- _AVAILABLE DATA_:

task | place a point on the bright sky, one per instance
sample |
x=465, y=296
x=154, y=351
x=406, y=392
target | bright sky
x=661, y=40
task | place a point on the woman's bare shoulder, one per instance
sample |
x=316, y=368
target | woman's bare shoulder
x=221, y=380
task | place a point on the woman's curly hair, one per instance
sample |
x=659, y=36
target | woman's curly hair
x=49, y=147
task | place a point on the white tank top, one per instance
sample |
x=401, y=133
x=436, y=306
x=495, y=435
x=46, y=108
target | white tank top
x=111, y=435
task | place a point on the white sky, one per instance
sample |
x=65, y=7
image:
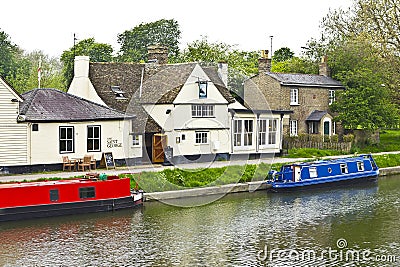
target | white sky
x=49, y=25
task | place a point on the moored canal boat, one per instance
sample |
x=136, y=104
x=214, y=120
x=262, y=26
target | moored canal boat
x=65, y=197
x=324, y=172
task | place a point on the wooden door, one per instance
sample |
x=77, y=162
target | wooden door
x=159, y=142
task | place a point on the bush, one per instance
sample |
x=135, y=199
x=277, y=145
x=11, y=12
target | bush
x=348, y=138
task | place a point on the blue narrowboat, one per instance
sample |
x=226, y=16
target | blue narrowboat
x=324, y=172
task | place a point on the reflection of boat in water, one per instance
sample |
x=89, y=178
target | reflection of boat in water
x=64, y=197
x=324, y=172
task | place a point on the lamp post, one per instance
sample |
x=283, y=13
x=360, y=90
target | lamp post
x=271, y=36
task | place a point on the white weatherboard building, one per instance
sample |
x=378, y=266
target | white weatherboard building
x=184, y=111
x=39, y=127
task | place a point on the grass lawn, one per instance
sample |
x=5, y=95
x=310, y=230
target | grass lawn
x=389, y=141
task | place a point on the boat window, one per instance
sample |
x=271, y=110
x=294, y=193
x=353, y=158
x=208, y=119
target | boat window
x=54, y=195
x=343, y=168
x=360, y=166
x=313, y=172
x=87, y=192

- _WORK REQUIRED_: The output should be the material above, copied exactly, without its pictures.

- _EXERCISE ANSWER_:
task | place a point on the bright sky, one per instance
sample |
x=465, y=296
x=154, y=351
x=406, y=392
target | bright sky
x=661, y=40
task | place a point on the woman's bare shoulder, one per instance
sample |
x=316, y=368
target | woman's bare shoulder
x=221, y=380
task | place a point on the woman's curly hair, one per instance
sample |
x=659, y=36
target | woman's curly hair
x=49, y=147
task | place a point on the white tank top, one per instance
sample |
x=401, y=133
x=436, y=306
x=495, y=435
x=46, y=108
target | white tank top
x=111, y=435
task | place a point on the white sky, one per instance
sample |
x=65, y=7
image:
target | white sky
x=49, y=25
task | place a point on the moored canal boat, one per instance
sample |
x=136, y=104
x=214, y=120
x=262, y=26
target | moored canal boat
x=65, y=197
x=324, y=172
task | place a point on the wooden door, one per instance
sample |
x=77, y=162
target | wooden door
x=159, y=142
task | place a point on the bush, one per instance
sample |
x=135, y=199
x=277, y=145
x=11, y=12
target | bush
x=348, y=138
task | place a point on the blue narrowboat, one per instance
sample |
x=226, y=16
target | blue narrowboat
x=324, y=172
task | place a point on the reflection of boat in water, one per instance
sample |
x=89, y=178
target | reflection of boat in water
x=64, y=197
x=324, y=172
task | place a point on the lamp post, one per instance
sample |
x=283, y=13
x=360, y=90
target | lamp post
x=271, y=36
task | place a point on the white weatherboard building, one per instance
sample |
x=378, y=266
target | white weatherboard building
x=184, y=111
x=39, y=127
task | place a point on the grass lawn, one per instance
sample |
x=5, y=95
x=310, y=230
target | grass lawn
x=389, y=141
task | place a point on the boat window, one per instance
sample |
x=271, y=110
x=294, y=193
x=353, y=158
x=208, y=119
target | boat window
x=54, y=195
x=343, y=168
x=360, y=166
x=313, y=172
x=87, y=192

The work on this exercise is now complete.